_DIRECTIONS FOR THIS TASK_
From the rows below, extract every line that contains the string "shop". Matching is case-sensitive.

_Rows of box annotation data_
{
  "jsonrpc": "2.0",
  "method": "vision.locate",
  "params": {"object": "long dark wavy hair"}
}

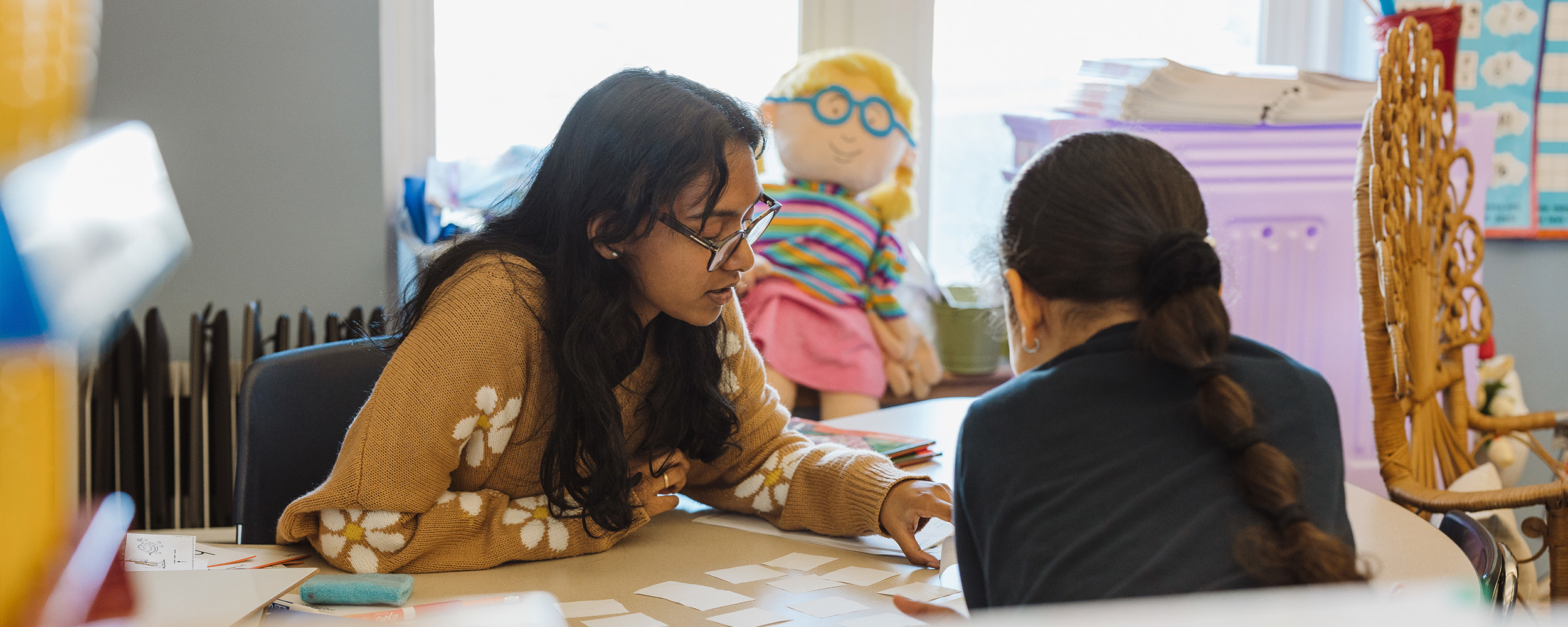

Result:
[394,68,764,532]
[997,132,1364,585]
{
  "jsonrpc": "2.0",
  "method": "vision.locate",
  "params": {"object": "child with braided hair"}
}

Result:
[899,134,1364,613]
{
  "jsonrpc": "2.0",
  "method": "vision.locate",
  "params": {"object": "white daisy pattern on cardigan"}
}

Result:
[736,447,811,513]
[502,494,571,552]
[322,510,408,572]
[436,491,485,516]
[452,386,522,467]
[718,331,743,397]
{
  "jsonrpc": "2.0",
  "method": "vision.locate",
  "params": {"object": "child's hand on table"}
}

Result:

* * *

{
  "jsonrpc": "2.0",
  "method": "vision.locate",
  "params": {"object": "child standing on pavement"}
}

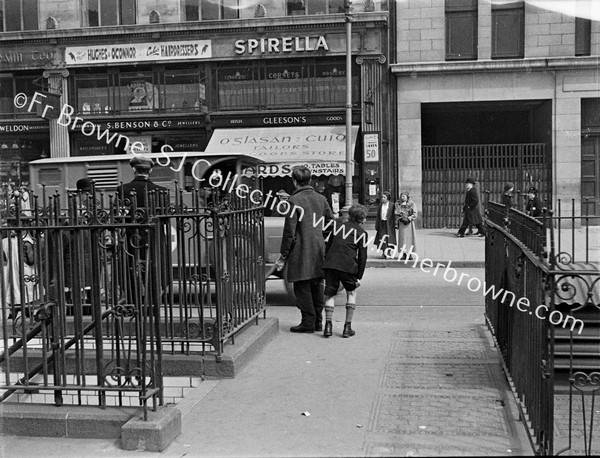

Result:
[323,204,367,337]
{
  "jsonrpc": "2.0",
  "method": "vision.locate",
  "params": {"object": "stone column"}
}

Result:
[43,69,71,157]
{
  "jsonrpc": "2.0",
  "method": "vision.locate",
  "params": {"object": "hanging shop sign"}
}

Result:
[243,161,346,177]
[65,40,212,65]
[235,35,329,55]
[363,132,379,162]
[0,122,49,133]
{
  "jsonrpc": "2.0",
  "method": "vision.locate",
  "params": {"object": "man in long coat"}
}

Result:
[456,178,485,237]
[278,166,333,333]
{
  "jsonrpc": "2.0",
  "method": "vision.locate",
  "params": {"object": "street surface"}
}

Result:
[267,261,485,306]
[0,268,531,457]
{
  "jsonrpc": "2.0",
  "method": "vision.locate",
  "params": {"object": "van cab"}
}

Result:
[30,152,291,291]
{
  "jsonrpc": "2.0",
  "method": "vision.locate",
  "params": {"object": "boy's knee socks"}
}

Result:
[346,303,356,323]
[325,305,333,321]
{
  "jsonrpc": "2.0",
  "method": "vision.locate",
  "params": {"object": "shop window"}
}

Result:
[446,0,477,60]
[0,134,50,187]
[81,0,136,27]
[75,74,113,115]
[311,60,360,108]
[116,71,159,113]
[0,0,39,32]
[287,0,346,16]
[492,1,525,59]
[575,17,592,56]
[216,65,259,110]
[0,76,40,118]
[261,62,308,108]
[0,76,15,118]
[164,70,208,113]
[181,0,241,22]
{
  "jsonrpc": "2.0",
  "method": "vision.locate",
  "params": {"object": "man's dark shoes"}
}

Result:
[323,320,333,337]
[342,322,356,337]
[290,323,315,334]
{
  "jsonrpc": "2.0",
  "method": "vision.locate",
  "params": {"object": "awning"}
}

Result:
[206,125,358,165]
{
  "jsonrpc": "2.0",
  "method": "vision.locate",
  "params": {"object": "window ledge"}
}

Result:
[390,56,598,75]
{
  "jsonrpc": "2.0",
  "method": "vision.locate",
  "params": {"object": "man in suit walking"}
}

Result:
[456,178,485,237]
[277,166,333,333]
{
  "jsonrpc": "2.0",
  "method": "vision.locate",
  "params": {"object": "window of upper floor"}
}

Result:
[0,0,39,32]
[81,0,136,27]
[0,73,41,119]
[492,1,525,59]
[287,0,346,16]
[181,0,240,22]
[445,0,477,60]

_RESPONSE_
  "params": {"object": "hanging shop sign"}
  "params": {"object": "shop window"}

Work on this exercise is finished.